§ **Provided material**:
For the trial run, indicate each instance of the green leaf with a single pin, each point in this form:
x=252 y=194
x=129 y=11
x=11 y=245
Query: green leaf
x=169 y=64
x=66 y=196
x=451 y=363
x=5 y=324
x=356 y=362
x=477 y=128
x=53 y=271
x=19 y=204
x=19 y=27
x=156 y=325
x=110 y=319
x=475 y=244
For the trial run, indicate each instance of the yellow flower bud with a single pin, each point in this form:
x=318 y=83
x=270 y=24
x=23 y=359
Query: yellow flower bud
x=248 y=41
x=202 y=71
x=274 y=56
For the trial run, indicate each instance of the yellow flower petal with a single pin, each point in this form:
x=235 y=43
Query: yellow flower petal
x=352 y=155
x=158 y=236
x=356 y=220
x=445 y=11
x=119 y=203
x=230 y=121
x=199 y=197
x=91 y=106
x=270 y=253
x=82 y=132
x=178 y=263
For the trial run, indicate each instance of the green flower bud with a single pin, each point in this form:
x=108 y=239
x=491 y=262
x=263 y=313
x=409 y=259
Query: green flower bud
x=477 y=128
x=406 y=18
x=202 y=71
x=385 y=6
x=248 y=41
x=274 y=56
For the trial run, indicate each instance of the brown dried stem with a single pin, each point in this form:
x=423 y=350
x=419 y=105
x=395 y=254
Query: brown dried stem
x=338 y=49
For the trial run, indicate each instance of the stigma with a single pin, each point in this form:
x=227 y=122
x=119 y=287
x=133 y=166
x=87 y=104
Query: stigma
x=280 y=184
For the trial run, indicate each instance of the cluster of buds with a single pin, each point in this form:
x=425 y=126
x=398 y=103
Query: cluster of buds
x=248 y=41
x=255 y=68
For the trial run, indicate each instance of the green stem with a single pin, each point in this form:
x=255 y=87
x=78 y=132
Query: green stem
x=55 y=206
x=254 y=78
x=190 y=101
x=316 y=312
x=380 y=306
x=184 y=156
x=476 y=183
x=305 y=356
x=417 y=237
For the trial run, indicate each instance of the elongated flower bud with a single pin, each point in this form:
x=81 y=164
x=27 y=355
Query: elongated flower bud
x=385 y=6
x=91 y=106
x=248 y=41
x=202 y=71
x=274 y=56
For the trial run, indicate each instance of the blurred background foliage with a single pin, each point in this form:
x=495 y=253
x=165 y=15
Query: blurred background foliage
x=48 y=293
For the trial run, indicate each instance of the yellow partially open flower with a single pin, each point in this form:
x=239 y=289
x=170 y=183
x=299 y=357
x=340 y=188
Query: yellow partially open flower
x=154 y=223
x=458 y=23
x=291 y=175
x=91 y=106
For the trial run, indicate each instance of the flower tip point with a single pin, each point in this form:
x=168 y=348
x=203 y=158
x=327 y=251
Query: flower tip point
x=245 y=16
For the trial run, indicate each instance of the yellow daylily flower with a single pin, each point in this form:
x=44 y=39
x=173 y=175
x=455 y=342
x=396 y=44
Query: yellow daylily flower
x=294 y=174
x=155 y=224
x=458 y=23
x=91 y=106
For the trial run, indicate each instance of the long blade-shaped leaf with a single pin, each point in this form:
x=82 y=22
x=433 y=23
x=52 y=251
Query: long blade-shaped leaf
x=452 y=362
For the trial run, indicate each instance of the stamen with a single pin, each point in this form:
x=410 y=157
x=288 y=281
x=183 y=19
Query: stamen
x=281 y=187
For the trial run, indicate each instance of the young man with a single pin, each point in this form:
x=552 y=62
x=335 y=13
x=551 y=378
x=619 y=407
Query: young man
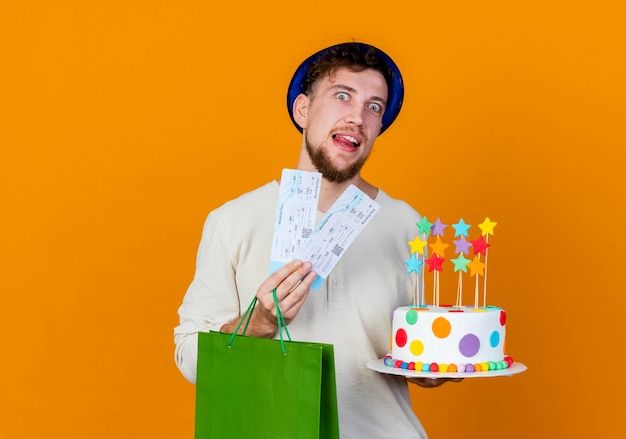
x=341 y=99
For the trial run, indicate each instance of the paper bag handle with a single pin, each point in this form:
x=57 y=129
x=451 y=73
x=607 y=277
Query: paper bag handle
x=282 y=325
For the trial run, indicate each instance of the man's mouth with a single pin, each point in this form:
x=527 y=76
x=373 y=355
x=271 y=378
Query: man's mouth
x=347 y=140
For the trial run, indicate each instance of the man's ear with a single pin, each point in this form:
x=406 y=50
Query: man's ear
x=301 y=109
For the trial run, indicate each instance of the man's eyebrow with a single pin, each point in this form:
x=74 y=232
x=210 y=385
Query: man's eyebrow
x=352 y=90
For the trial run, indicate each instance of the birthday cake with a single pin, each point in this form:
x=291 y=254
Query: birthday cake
x=448 y=338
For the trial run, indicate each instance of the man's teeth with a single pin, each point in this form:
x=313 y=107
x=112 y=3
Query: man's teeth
x=354 y=141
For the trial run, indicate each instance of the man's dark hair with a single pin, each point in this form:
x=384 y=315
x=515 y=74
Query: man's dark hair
x=353 y=56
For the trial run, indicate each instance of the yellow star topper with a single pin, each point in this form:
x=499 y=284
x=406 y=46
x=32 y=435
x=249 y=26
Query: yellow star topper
x=439 y=247
x=417 y=245
x=487 y=226
x=477 y=267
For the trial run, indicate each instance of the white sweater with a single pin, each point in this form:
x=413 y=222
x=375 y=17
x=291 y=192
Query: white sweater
x=351 y=310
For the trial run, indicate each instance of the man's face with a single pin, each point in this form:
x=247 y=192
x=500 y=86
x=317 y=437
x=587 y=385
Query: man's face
x=343 y=118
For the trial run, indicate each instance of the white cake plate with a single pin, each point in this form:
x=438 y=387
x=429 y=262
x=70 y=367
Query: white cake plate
x=380 y=366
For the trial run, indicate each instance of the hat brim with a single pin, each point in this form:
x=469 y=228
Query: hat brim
x=395 y=92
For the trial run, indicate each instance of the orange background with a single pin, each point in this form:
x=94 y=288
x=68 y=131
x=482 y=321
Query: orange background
x=124 y=123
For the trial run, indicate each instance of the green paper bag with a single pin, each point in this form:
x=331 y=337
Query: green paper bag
x=256 y=388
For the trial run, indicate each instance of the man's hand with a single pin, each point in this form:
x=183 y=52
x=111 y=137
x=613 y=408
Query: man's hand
x=292 y=283
x=432 y=382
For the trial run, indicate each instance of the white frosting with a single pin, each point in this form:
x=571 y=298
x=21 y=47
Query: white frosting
x=448 y=335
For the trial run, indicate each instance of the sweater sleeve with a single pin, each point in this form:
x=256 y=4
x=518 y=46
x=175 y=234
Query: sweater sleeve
x=211 y=299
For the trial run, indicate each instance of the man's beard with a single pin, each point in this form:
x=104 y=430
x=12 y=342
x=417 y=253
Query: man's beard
x=323 y=164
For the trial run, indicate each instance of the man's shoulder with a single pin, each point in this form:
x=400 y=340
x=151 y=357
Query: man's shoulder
x=395 y=206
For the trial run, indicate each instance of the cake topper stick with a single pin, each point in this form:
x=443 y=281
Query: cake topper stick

§ **Work instructions**: The records above should be reproduced exactly, with no pictures included.

§ **Answer in full**:
For the trial run, indicate each instance of the green leaf with a single pin, each point in this form:
x=252 y=194
x=129 y=11
x=11 y=245
Query: green leaf
x=169 y=64
x=66 y=196
x=451 y=363
x=5 y=324
x=356 y=362
x=477 y=128
x=53 y=271
x=19 y=204
x=19 y=27
x=156 y=325
x=110 y=319
x=475 y=244
For the trial run, indicate each instance of the yellow flower bud with a single pin, each point in this form:
x=318 y=83
x=270 y=24
x=23 y=359
Query: yellow flower bud
x=248 y=41
x=202 y=71
x=274 y=56
For the trial run, indicate each instance of the yellow flower petal with a single pin, each point in this form:
x=235 y=43
Query: yellow flower petal
x=352 y=155
x=158 y=236
x=356 y=220
x=445 y=11
x=119 y=203
x=230 y=121
x=199 y=197
x=91 y=106
x=270 y=253
x=82 y=132
x=178 y=263
For the trial run, indicate each instance of the green flower bud with a single pin, each point in this form:
x=108 y=239
x=491 y=262
x=263 y=313
x=409 y=259
Query: green flower bud
x=477 y=128
x=406 y=18
x=202 y=71
x=385 y=6
x=248 y=41
x=274 y=56
For the trial run, indicate each instance of the brown dried stem with a single pin, each point in this form:
x=423 y=350
x=419 y=105
x=395 y=254
Query: brown dried stem
x=338 y=49
For the trial run, indicate each instance of the stigma with a single pin, each point in this form:
x=227 y=122
x=119 y=287
x=133 y=166
x=87 y=104
Query: stigma
x=280 y=184
For the trial run, indicate each instance of the cluster of buds with a single pin, each point in this form:
x=425 y=126
x=398 y=103
Query: cluster of buds
x=248 y=41
x=255 y=68
For the trial run, indicate each instance of the green stem with a single pin, each point in this form:
x=255 y=87
x=78 y=132
Query: green stem
x=55 y=206
x=254 y=78
x=190 y=101
x=316 y=312
x=380 y=306
x=184 y=156
x=476 y=183
x=305 y=356
x=417 y=237
For the trial run, indicate each instance of the elongated flower bud with a single pin, each point in this form:
x=81 y=164
x=27 y=355
Query: elongated flower bud
x=385 y=6
x=91 y=106
x=248 y=41
x=202 y=71
x=274 y=56
For the trial run, indicate each instance of the blurred background foliage with a single pin, each point in this form:
x=495 y=253
x=165 y=15
Query: blurred background foliage
x=48 y=293
For the trial run, indicate each instance of the yellow partially open flower with a single pin, each point in this form:
x=239 y=289
x=170 y=183
x=299 y=357
x=340 y=188
Query: yellow partially open flower
x=154 y=223
x=458 y=23
x=291 y=175
x=91 y=106
For the trial run, indicate each instance of the flower tip point with a single pin, each point in this form:
x=168 y=348
x=203 y=158
x=327 y=251
Query: flower tip point
x=245 y=16
For the trial run, indicate each instance of the yellow daylily flower with a single pin, each point in this form:
x=44 y=39
x=173 y=175
x=455 y=342
x=396 y=44
Query: yellow daylily flower
x=294 y=174
x=155 y=224
x=458 y=23
x=91 y=106
For the trial run, indicate each instance of the long blade-shaped leaf with a single pin, each point in this form:
x=82 y=22
x=433 y=23
x=52 y=251
Query: long blade-shaped leaf
x=452 y=362
For the trial run, indicate each instance of the stamen with a single pin, each point in this form:
x=410 y=157
x=288 y=281
x=183 y=19
Query: stamen
x=281 y=187
For the trial run, indicate each instance of the young man with a single pin, each point in this form:
x=552 y=62
x=335 y=13
x=551 y=378
x=619 y=407
Query: young man
x=341 y=99
For the trial run, indicate each instance of the paper bag handle with a single pin, each point in this form:
x=57 y=129
x=451 y=73
x=607 y=277
Query: paper bag handle
x=282 y=325
For the trial run, indicate each instance of the man's mouth with a single pin, each point in this form:
x=527 y=76
x=373 y=355
x=271 y=378
Query: man's mouth
x=347 y=140
For the trial run, indicate each instance of the man's ear with a single pin, each point in this form:
x=406 y=50
Query: man's ear
x=301 y=109
For the trial run, indicate each instance of the man's eyebrow with a single pin, each point in this form:
x=74 y=232
x=210 y=385
Query: man's eyebrow
x=352 y=90
For the trial run, indicate each instance of the birthday cake with a single pin, each point in this form:
x=291 y=254
Query: birthday cake
x=448 y=338
For the trial run, indicate each instance of the man's teeth with a single pin, each point in this form:
x=313 y=107
x=112 y=3
Query: man's teeth
x=354 y=141
For the trial run, indicate each instance of the man's dark hair with a single pin, each point in this form:
x=384 y=315
x=515 y=74
Query: man's dark hair
x=353 y=56
For the trial run, indicate each instance of the yellow star topper with a single pin, each point in this form:
x=499 y=284
x=406 y=46
x=32 y=435
x=249 y=26
Query: yellow star topper
x=439 y=247
x=417 y=245
x=487 y=226
x=477 y=267
For the trial run, indicate each instance of the white sweater with a single pin, each point in this form:
x=413 y=222
x=375 y=17
x=291 y=192
Query: white sweater
x=351 y=310
For the trial run, indicate each instance of the man's face with a single pin, each point in this form:
x=247 y=192
x=500 y=86
x=317 y=437
x=587 y=385
Query: man's face
x=343 y=118
For the trial run, indicate each instance of the white cake plate with a single pin, each point in this form:
x=438 y=387
x=429 y=262
x=70 y=367
Query: white cake plate
x=380 y=366
For the trial run, indicate each instance of the hat brim with a single pin, each point in this form:
x=469 y=228
Query: hat brim
x=395 y=92
For the trial run, indicate each instance of the orange background with a single pin, each point in this form:
x=94 y=288
x=68 y=131
x=482 y=321
Query: orange background
x=124 y=123
For the trial run, indicate each instance of the green paper bag with a single pin, each point in this form:
x=331 y=337
Query: green paper bag
x=256 y=388
For the trial run, indicate each instance of the man's hand with a single pin, each point in this form:
x=183 y=52
x=111 y=137
x=613 y=408
Query: man's hand
x=292 y=283
x=432 y=382
For the trial run, indicate each instance of the white frosting with a single pin, each point in this form:
x=571 y=298
x=21 y=47
Query: white frosting
x=448 y=335
For the trial run, indicate each instance of the sweater sleeve with a single pin, each point in this form:
x=256 y=4
x=518 y=46
x=175 y=234
Query: sweater sleeve
x=211 y=299
For the trial run, indicate each instance of the man's beard with a single pin, each point in this form:
x=104 y=430
x=12 y=342
x=417 y=253
Query: man's beard
x=323 y=164
For the trial run, indicate each instance of the man's shoulder with a single pin, each point in this form:
x=400 y=340
x=151 y=357
Query: man's shoulder
x=395 y=206
For the trial run, indicate each instance of the cake topper stick with a single pin, each point in this form:
x=443 y=281
Query: cake topper stick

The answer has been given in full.